* **Assignment**:
Your answer must be an exact copy of the records below, minus any images.

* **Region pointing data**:
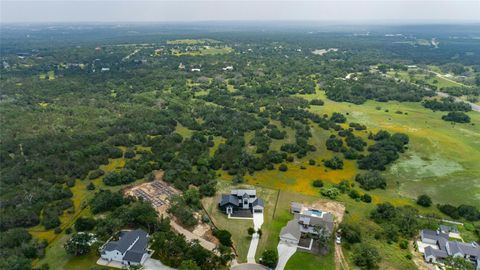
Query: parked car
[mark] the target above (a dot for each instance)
(338, 240)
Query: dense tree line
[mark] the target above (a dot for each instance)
(446, 104)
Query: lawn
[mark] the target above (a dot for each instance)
(238, 228)
(308, 261)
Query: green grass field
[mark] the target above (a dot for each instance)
(308, 261)
(238, 227)
(434, 80)
(55, 255)
(442, 157)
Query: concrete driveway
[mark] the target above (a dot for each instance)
(152, 264)
(257, 220)
(285, 251)
(248, 266)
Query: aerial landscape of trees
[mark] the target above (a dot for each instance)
(72, 141)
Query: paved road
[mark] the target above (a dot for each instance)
(252, 250)
(152, 264)
(257, 220)
(248, 266)
(285, 251)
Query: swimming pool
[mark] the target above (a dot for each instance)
(313, 212)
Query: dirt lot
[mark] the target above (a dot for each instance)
(159, 193)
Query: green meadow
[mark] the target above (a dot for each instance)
(442, 159)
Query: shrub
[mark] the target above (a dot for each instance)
(371, 180)
(224, 236)
(424, 200)
(338, 118)
(351, 233)
(130, 153)
(366, 198)
(354, 194)
(331, 193)
(125, 176)
(458, 117)
(317, 183)
(95, 174)
(365, 256)
(317, 102)
(269, 258)
(403, 244)
(334, 163)
(70, 182)
(91, 186)
(283, 168)
(84, 224)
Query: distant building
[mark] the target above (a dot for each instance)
(241, 199)
(305, 221)
(130, 249)
(438, 247)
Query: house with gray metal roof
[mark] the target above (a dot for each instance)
(439, 247)
(306, 221)
(241, 199)
(129, 249)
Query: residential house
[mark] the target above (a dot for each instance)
(440, 247)
(241, 199)
(306, 221)
(130, 249)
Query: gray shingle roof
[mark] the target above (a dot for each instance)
(291, 228)
(429, 251)
(463, 248)
(241, 192)
(127, 239)
(434, 235)
(226, 199)
(259, 202)
(133, 256)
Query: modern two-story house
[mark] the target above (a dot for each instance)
(241, 199)
(130, 249)
(440, 247)
(306, 221)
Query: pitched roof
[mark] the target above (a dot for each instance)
(470, 249)
(324, 220)
(446, 228)
(291, 230)
(434, 235)
(127, 239)
(228, 199)
(258, 202)
(133, 256)
(241, 192)
(429, 251)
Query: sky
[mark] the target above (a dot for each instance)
(345, 11)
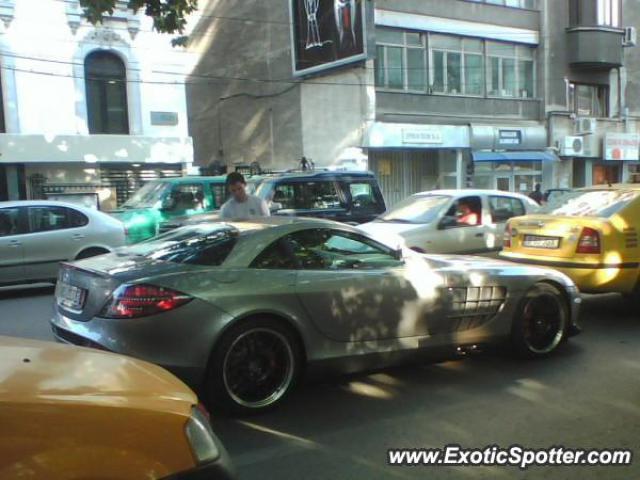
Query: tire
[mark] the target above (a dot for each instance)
(237, 365)
(541, 322)
(91, 252)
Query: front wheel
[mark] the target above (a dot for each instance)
(541, 322)
(254, 367)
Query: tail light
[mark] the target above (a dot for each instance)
(506, 242)
(134, 301)
(589, 241)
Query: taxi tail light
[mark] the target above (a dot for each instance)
(507, 237)
(133, 301)
(589, 241)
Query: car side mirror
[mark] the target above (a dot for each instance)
(168, 204)
(447, 222)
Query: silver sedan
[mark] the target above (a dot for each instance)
(240, 310)
(36, 235)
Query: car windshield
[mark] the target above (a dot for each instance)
(416, 209)
(197, 244)
(590, 203)
(149, 196)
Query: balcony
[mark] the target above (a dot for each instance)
(595, 47)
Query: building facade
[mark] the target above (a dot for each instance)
(453, 93)
(88, 112)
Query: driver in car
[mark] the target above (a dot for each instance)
(466, 215)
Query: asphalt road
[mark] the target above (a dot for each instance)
(586, 396)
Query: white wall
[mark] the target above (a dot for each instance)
(42, 69)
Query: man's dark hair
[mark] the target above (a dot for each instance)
(235, 177)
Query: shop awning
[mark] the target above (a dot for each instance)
(532, 156)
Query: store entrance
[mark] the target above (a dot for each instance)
(606, 174)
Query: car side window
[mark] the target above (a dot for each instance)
(326, 249)
(9, 221)
(45, 219)
(363, 198)
(504, 208)
(277, 256)
(465, 212)
(218, 193)
(187, 197)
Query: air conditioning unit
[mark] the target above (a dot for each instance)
(630, 37)
(572, 147)
(586, 126)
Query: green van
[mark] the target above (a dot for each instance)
(161, 200)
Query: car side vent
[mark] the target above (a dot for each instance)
(473, 306)
(630, 237)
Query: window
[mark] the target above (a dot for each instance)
(45, 219)
(363, 198)
(511, 70)
(106, 85)
(204, 244)
(186, 197)
(609, 13)
(9, 221)
(306, 196)
(465, 212)
(400, 61)
(456, 65)
(589, 100)
(504, 208)
(323, 249)
(219, 193)
(277, 256)
(588, 13)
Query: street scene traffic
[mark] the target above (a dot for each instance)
(389, 241)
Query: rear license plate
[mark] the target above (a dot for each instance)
(534, 241)
(70, 296)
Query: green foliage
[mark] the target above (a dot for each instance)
(169, 16)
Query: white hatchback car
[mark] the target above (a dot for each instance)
(451, 221)
(36, 235)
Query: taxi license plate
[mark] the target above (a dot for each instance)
(534, 241)
(70, 296)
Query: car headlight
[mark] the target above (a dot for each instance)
(201, 438)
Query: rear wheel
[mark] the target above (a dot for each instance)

* **Output for this exercise**:
Query: parked car
[mark] the target above (a dot for each instance)
(338, 240)
Query: dense tree line
[mark] the target above (a dot for each instance)
(446, 104)
Query: lawn
[mark] the target above (a dot for each instance)
(238, 228)
(308, 261)
Query: green grass field
[mark] the target above (a dot for each instance)
(308, 261)
(238, 227)
(434, 80)
(55, 255)
(442, 157)
Query: concrete driveway
[mark] the target above (a dot for each instance)
(152, 264)
(257, 220)
(285, 251)
(248, 266)
Query: aerial landscape of trees
[mark] the target above (a dot for each instance)
(72, 141)
Query: paved road
[mark] the target above (a dot for each instance)
(252, 250)
(152, 264)
(257, 220)
(248, 266)
(285, 251)
Query: swimming pool
[mark] the target above (a dot for each instance)
(313, 212)
Query: dirt lot
[mark] the target above (a dot for each instance)
(159, 193)
Query: green meadow
[mark] the target above (a dot for each instance)
(442, 159)
Query: shrub
[mark] the target above (a dot for each instance)
(371, 180)
(224, 236)
(424, 200)
(338, 118)
(351, 233)
(130, 153)
(366, 198)
(354, 194)
(331, 193)
(125, 176)
(458, 117)
(317, 183)
(95, 174)
(365, 256)
(317, 102)
(269, 258)
(403, 244)
(334, 163)
(70, 182)
(91, 186)
(283, 168)
(84, 224)
Query: distant building
[mark] the target above (a dot for each instance)
(241, 199)
(305, 221)
(130, 249)
(438, 247)
Query: house with gray metal roof
[mark] the target above (a dot for each instance)
(439, 247)
(306, 221)
(241, 199)
(129, 249)
Query: residential house
[mark] the target above (a dot for each instance)
(440, 247)
(241, 199)
(306, 221)
(130, 249)
Query: gray shingle roof
[mark] the target above (a dot for each instance)
(291, 228)
(429, 251)
(463, 248)
(241, 192)
(127, 239)
(434, 235)
(226, 199)
(259, 202)
(133, 256)
Query: modern two-story house
[mark] the target above (a dot for each instance)
(241, 199)
(130, 249)
(440, 247)
(306, 221)
Query: pitched roof
[mark] the target above (a dot for each instance)
(470, 249)
(324, 220)
(446, 228)
(291, 230)
(434, 235)
(127, 239)
(228, 199)
(258, 202)
(133, 256)
(241, 192)
(429, 251)
Query: sky
[mark] the target above (a dot for each instance)
(345, 11)
Query: tire
[mark] the target above (a dot for each instance)
(237, 365)
(541, 322)
(91, 252)
Query: front wheel
[mark] the target above (a dot for each instance)
(541, 322)
(254, 367)
Query: tail light
[mark] the target above (a dot for each instance)
(506, 242)
(134, 301)
(589, 241)
Query: taxi tail light
[mark] the target above (a dot for each instance)
(507, 237)
(133, 301)
(589, 241)
Query: car side mirror
[mark] the target above (a dot for each instance)
(168, 204)
(447, 222)
Query: silver sedan
[mark] the target above (a dot for each instance)
(240, 310)
(36, 235)
Query: car windshield
[mark] the target above (a dot for each instance)
(416, 209)
(197, 244)
(590, 203)
(149, 196)
Query: balcony
[mark] the target above (a dot for each instance)
(595, 47)
Query: building facade
[mark] the target above (a dot for each instance)
(453, 93)
(88, 112)
Query: driver in car
[mark] the target above (a dot for each instance)
(466, 215)
Query: asphalt road
[mark] the target above (a dot for each instance)
(586, 396)
Query: white wall
[mark] the target above (a dot for each instance)
(42, 69)
Query: man's dark hair
[mark] the target above (a dot for each instance)
(235, 177)
Query: shop awning
[mark] the target above (a dot for each instance)
(532, 156)
Query: store entrance
[mark] the target above (a dot for each instance)
(606, 174)
Query: car side window
[mark] the target above (a dot for each instance)
(326, 249)
(9, 221)
(45, 219)
(363, 198)
(504, 208)
(277, 256)
(465, 212)
(218, 193)
(187, 197)
Query: air conditioning unit
[mark] the target above (a dot for each instance)
(630, 37)
(572, 147)
(586, 126)
Query: green van
[mark] the target above (a dot for each instance)
(161, 200)
Query: car side vent
[mark] the target above (a dot for each instance)
(473, 306)
(630, 237)
Query: window
[mark] the target above (a dot for each instance)
(45, 219)
(363, 198)
(511, 70)
(106, 85)
(204, 244)
(186, 197)
(609, 13)
(9, 221)
(306, 196)
(465, 212)
(400, 61)
(456, 65)
(589, 100)
(504, 208)
(323, 249)
(219, 193)
(277, 256)
(588, 13)
Query: street scene traffic
[mark] the target above (a dot for each instance)
(389, 241)
Query: rear license plate
[mark] the target above (a dot for each instance)
(534, 241)
(70, 296)
Query: green foliage
[mark] the target above (a dot for each instance)
(169, 16)
Query: white hatchback car
[mark] the target above (a dot for each instance)
(451, 221)
(36, 235)
Query: taxi license plate
[mark] the target above (a dot for each instance)
(534, 241)
(70, 296)
Query: car headlight
[mark] the target above (a dot for each instance)
(201, 438)
Query: rear wheel
[mark] the target above (a dot for each instance)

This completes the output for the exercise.